Source:
Question

What is the area of an equilateral triangle whose vertices lie on a circle with radius 2?

Answer 1

`3*sqrt(3)~=5.196`

Explanation:

Refer to figure below

The figure represents an equilateral triangle inscribed in a circle, where `s` stands for the triangle's sides, `h` stands for the height of the triangle, and `R` stands for the circle's radius.

We can see that triangles ABE, ACE and BCE are congruents, that's why we can say that angle `E hat C D=(A hat C D)/2=60^@/2=30^@`.

We can see in `triangle_(CDE)` that
`cos 30^@=(s/2)/R` => `s=2*R*cos 30^@=cancel(2)*R*sqrt(3)/cancel(2)` => `s=sqrt(3)*R`

In `triangle_(ACD)` we cant see that
`tan 60^@=h/(s/2)` => `h=s*tan 60^@/2` => `h=sqrt(3)/2*s=sqrt(3)/2*sqrt(3)*R` => `h=(3R)/2`

From the formula of the area of the triangle:
`S_triangle=(base*height)/2`
We get
`S_triangle=(s*h)/2=(sqrt(3)R*(3R)/2)/2=(3*sqrt(3)*R^2)/4=(3*sqrt(3)*cancel(2^2))/cancel(4)=3*sqrt(3)`

Supplied material:

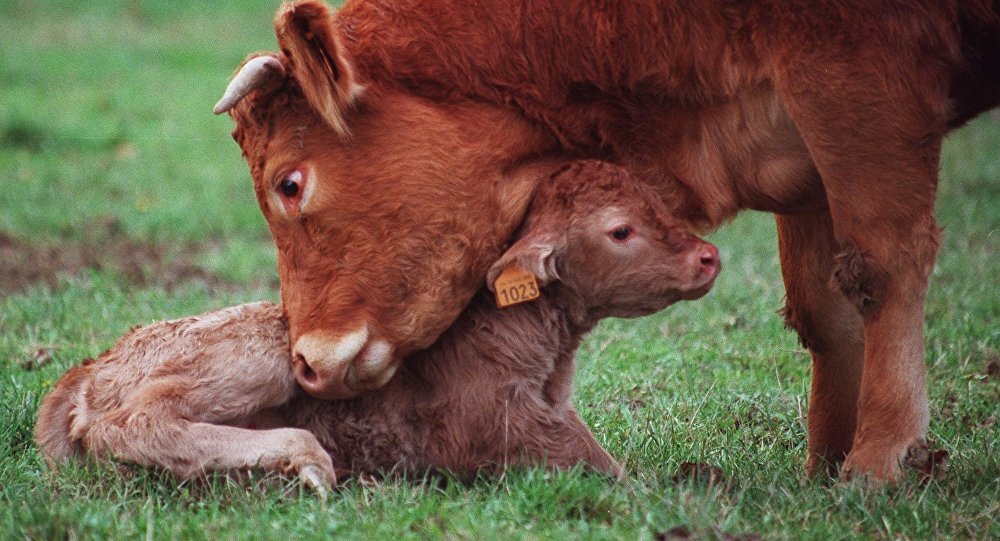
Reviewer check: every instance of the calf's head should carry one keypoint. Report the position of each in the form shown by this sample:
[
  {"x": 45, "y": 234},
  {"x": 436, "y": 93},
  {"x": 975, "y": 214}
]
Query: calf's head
[
  {"x": 386, "y": 209},
  {"x": 611, "y": 242}
]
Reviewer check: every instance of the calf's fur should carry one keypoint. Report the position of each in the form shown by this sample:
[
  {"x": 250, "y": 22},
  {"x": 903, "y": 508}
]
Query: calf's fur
[{"x": 216, "y": 391}]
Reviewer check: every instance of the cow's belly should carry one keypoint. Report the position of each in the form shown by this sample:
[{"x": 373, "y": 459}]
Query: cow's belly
[{"x": 713, "y": 162}]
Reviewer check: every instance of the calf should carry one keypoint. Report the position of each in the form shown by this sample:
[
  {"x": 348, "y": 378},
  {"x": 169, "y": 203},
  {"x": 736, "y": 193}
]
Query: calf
[{"x": 493, "y": 391}]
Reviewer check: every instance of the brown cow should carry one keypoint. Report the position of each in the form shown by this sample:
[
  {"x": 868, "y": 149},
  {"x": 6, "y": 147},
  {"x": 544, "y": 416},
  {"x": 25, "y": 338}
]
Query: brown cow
[
  {"x": 393, "y": 147},
  {"x": 192, "y": 395}
]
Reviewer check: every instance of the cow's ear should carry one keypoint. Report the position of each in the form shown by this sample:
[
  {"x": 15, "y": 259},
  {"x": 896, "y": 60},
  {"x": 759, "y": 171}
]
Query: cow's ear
[
  {"x": 317, "y": 60},
  {"x": 537, "y": 252}
]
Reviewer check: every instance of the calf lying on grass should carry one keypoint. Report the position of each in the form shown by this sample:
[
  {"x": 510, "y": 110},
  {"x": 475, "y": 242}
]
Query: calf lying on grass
[{"x": 196, "y": 394}]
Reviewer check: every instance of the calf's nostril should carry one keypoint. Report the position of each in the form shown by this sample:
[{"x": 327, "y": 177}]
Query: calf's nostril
[{"x": 305, "y": 372}]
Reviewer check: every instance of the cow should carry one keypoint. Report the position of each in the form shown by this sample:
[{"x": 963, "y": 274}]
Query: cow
[
  {"x": 394, "y": 146},
  {"x": 216, "y": 392}
]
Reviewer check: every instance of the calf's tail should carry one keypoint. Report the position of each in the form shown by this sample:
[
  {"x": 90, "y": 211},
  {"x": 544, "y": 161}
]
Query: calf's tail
[{"x": 55, "y": 418}]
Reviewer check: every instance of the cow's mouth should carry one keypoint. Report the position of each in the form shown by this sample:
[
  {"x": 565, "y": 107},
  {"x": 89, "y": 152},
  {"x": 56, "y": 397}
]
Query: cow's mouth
[{"x": 342, "y": 368}]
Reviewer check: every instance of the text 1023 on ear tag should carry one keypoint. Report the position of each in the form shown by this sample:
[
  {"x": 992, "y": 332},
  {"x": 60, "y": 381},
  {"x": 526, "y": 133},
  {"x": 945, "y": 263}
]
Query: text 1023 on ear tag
[{"x": 514, "y": 286}]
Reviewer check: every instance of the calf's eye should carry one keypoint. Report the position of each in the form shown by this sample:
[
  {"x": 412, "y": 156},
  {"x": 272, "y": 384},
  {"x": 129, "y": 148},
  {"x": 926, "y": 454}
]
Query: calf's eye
[
  {"x": 291, "y": 184},
  {"x": 621, "y": 233}
]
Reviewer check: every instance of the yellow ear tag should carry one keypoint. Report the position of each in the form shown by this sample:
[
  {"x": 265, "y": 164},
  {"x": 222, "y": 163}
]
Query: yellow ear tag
[{"x": 514, "y": 286}]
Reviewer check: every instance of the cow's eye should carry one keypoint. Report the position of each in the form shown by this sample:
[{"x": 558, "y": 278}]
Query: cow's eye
[
  {"x": 621, "y": 233},
  {"x": 292, "y": 184}
]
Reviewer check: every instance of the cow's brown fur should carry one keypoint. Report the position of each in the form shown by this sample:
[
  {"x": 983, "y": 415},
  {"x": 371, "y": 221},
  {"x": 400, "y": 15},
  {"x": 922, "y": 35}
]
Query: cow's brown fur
[
  {"x": 829, "y": 114},
  {"x": 193, "y": 395}
]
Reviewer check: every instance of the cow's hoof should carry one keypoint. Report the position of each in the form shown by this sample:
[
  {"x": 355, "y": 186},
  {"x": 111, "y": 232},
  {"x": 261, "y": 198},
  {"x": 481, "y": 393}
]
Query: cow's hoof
[{"x": 878, "y": 467}]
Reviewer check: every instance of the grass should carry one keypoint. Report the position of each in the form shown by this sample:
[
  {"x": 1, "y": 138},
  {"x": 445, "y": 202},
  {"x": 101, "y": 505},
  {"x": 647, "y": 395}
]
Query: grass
[{"x": 105, "y": 117}]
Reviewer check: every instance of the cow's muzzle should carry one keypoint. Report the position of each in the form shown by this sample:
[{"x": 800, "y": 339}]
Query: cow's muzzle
[{"x": 338, "y": 367}]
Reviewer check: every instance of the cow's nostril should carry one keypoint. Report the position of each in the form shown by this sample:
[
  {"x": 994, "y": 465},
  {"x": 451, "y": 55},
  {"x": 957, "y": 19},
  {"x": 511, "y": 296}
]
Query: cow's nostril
[
  {"x": 710, "y": 259},
  {"x": 305, "y": 371}
]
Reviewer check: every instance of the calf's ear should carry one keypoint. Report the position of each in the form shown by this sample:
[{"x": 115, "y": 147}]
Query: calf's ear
[
  {"x": 306, "y": 35},
  {"x": 537, "y": 252}
]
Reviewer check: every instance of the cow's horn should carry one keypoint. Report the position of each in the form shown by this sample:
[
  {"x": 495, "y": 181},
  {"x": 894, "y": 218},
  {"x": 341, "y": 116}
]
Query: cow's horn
[{"x": 256, "y": 73}]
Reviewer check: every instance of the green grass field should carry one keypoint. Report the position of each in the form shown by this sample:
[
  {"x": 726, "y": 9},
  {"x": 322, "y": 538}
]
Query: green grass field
[{"x": 125, "y": 201}]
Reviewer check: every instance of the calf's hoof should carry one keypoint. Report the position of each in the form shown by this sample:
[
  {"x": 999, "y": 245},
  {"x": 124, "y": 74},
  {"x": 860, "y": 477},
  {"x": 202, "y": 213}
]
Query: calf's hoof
[{"x": 318, "y": 478}]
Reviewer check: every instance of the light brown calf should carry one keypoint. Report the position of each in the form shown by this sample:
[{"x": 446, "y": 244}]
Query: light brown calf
[{"x": 493, "y": 391}]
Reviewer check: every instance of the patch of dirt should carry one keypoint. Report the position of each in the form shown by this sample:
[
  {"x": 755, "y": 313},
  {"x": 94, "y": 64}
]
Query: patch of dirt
[
  {"x": 698, "y": 472},
  {"x": 931, "y": 464},
  {"x": 105, "y": 247}
]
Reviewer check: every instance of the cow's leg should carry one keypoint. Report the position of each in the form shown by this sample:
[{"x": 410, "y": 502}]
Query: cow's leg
[
  {"x": 830, "y": 327},
  {"x": 560, "y": 439},
  {"x": 160, "y": 431},
  {"x": 872, "y": 107}
]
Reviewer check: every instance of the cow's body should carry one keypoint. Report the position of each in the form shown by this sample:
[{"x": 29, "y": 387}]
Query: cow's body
[
  {"x": 215, "y": 392},
  {"x": 829, "y": 114}
]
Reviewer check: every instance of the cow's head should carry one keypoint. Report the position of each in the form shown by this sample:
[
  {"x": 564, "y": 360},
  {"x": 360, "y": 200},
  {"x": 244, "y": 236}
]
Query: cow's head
[{"x": 386, "y": 209}]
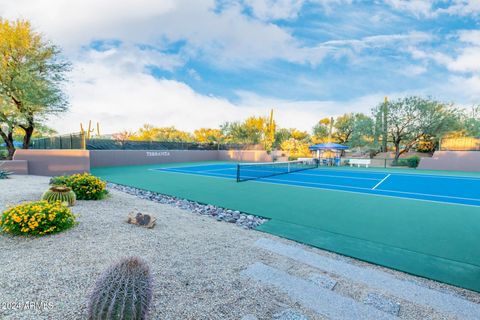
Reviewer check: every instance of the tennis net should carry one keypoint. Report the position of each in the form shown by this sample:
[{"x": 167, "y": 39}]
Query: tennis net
[{"x": 253, "y": 171}]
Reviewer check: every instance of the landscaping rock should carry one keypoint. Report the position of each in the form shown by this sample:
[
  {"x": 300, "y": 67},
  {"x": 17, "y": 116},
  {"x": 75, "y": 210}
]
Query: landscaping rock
[
  {"x": 141, "y": 219},
  {"x": 243, "y": 220}
]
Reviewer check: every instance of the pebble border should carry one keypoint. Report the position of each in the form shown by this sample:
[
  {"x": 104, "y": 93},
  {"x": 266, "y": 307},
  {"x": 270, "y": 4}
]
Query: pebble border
[{"x": 241, "y": 219}]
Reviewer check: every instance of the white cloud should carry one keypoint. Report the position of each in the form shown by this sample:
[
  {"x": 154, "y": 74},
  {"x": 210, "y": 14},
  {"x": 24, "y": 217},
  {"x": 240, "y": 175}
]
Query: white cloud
[
  {"x": 122, "y": 97},
  {"x": 275, "y": 9},
  {"x": 416, "y": 7},
  {"x": 464, "y": 59},
  {"x": 426, "y": 8},
  {"x": 226, "y": 37},
  {"x": 462, "y": 8}
]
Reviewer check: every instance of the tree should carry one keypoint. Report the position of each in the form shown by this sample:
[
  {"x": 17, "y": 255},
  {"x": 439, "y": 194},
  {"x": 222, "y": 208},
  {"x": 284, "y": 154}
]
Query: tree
[
  {"x": 322, "y": 130},
  {"x": 413, "y": 118},
  {"x": 31, "y": 78},
  {"x": 254, "y": 130},
  {"x": 206, "y": 135},
  {"x": 471, "y": 122},
  {"x": 170, "y": 134}
]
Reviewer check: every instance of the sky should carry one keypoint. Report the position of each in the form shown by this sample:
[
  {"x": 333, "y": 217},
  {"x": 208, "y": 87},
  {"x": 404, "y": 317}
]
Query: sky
[{"x": 200, "y": 63}]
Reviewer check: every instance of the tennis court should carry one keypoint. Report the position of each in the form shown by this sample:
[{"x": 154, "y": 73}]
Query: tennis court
[
  {"x": 418, "y": 222},
  {"x": 451, "y": 189}
]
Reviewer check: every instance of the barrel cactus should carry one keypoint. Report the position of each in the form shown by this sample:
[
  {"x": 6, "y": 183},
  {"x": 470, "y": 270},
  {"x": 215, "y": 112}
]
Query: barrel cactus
[
  {"x": 4, "y": 174},
  {"x": 60, "y": 193},
  {"x": 122, "y": 292}
]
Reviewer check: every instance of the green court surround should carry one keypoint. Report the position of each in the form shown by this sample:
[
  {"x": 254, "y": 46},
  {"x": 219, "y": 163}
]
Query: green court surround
[{"x": 434, "y": 240}]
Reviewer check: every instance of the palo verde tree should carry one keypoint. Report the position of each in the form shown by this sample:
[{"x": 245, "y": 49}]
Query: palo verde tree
[
  {"x": 414, "y": 118},
  {"x": 31, "y": 78}
]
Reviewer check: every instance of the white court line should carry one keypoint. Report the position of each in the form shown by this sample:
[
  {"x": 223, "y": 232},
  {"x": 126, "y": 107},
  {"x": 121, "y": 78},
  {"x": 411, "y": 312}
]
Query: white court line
[
  {"x": 428, "y": 195},
  {"x": 381, "y": 182},
  {"x": 412, "y": 174},
  {"x": 268, "y": 181}
]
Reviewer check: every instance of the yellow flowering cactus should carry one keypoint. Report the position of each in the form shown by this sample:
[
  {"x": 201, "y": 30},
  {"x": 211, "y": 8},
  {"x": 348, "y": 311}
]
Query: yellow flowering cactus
[
  {"x": 85, "y": 186},
  {"x": 37, "y": 218}
]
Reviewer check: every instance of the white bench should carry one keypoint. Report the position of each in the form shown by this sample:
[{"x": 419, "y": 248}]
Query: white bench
[
  {"x": 359, "y": 162},
  {"x": 305, "y": 159}
]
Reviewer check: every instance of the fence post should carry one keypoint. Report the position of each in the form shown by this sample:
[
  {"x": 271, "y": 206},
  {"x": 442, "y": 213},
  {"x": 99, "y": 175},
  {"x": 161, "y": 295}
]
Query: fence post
[{"x": 83, "y": 141}]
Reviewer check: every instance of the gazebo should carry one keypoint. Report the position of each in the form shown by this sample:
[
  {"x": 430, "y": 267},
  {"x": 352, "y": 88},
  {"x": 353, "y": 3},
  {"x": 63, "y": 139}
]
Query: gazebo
[{"x": 328, "y": 153}]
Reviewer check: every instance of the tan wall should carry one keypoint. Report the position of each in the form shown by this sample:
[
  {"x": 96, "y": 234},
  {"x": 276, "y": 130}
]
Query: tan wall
[
  {"x": 110, "y": 158},
  {"x": 452, "y": 160},
  {"x": 54, "y": 162},
  {"x": 244, "y": 156},
  {"x": 15, "y": 166},
  {"x": 59, "y": 162}
]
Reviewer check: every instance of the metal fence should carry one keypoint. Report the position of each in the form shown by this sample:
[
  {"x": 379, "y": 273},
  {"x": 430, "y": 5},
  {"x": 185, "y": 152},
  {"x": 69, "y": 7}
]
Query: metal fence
[
  {"x": 78, "y": 141},
  {"x": 70, "y": 141},
  {"x": 460, "y": 144}
]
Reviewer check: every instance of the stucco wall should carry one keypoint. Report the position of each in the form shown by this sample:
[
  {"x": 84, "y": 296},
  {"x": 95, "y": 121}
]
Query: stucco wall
[
  {"x": 452, "y": 160},
  {"x": 58, "y": 162},
  {"x": 15, "y": 166},
  {"x": 110, "y": 158},
  {"x": 54, "y": 162}
]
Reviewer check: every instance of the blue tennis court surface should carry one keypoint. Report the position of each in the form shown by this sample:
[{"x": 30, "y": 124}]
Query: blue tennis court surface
[{"x": 438, "y": 188}]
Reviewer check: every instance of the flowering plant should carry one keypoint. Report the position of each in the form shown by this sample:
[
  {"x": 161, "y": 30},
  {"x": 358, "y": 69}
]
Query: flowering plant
[{"x": 37, "y": 218}]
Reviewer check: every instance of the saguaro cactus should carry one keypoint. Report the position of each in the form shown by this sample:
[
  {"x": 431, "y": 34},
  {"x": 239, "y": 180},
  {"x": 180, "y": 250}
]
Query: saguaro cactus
[{"x": 122, "y": 292}]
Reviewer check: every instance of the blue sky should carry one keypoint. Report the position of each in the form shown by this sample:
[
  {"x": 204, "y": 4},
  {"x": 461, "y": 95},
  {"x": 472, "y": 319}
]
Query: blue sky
[{"x": 200, "y": 63}]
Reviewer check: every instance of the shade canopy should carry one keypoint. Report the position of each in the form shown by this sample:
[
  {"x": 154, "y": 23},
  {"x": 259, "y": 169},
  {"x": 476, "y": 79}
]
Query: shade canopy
[{"x": 328, "y": 146}]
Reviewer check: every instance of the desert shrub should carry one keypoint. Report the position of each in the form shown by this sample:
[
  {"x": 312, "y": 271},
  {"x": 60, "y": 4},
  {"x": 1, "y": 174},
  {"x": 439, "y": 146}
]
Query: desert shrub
[
  {"x": 85, "y": 186},
  {"x": 37, "y": 218},
  {"x": 4, "y": 174},
  {"x": 123, "y": 291}
]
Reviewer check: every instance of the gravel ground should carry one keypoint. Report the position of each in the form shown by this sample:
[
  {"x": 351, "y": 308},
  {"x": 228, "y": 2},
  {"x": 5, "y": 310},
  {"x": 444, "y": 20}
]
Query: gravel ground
[{"x": 195, "y": 259}]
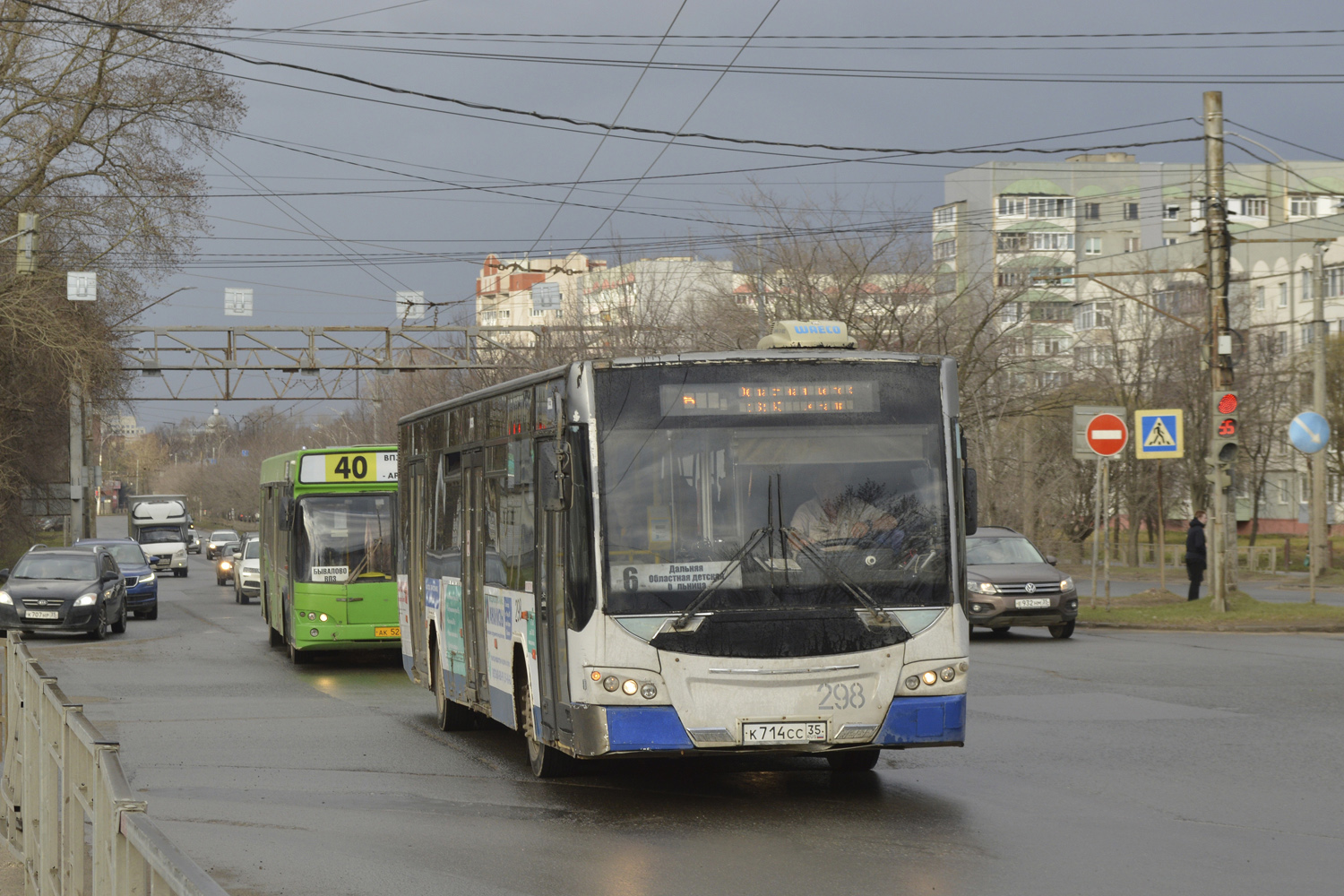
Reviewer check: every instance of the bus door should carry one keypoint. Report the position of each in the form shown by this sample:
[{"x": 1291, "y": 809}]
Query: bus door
[
  {"x": 473, "y": 578},
  {"x": 416, "y": 565},
  {"x": 551, "y": 624}
]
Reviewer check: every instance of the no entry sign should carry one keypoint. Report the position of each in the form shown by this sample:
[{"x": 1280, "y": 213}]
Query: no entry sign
[{"x": 1107, "y": 435}]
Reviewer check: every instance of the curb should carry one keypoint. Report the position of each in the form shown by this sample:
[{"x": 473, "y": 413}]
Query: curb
[{"x": 1233, "y": 629}]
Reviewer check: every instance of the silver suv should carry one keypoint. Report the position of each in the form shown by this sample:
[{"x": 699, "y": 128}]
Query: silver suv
[{"x": 1011, "y": 583}]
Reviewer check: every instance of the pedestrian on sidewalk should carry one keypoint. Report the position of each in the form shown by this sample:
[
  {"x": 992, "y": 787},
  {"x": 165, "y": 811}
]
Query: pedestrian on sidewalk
[{"x": 1195, "y": 555}]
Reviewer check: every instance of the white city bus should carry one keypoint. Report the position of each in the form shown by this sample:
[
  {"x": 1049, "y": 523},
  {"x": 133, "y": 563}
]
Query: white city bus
[{"x": 717, "y": 552}]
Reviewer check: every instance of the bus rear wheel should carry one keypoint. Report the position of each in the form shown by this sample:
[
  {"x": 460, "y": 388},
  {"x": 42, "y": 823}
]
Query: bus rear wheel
[
  {"x": 547, "y": 762},
  {"x": 452, "y": 716}
]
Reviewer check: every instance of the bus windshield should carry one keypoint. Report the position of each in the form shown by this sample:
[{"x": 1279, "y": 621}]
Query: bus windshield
[
  {"x": 780, "y": 484},
  {"x": 346, "y": 538}
]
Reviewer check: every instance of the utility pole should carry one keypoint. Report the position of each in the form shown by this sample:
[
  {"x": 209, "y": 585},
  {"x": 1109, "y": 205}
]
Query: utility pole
[
  {"x": 1220, "y": 341},
  {"x": 1320, "y": 554}
]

Stated problem A: Say whether each statement agrees with the inscribed-triangle explanation. For each, answer yes or no and quote the deciding words of the explanation. (i) The circle's radius is 2. (ii) The side of the triangle equals the square root of 3 times the radius. (iii) The height of the triangle equals twice the radius.
Stated problem B: Return the lines of the records without any change, beginning at the line containing "Reviewer check: every instance of the utility" and going on through the final line of the records.

Expected answer A:
(i) Yes: "a circle with radius 2"
(ii) Yes: "`s=sqrt(3)*R`"
(iii) No: "`h=(3R)/2`"

Expected answer B:
Reviewer check: every instance of the utility pole should carry one keypoint. Report the position of each in the form shown by this sample:
[
  {"x": 209, "y": 585},
  {"x": 1109, "y": 205}
]
Query: utility pole
[
  {"x": 1220, "y": 341},
  {"x": 1320, "y": 554}
]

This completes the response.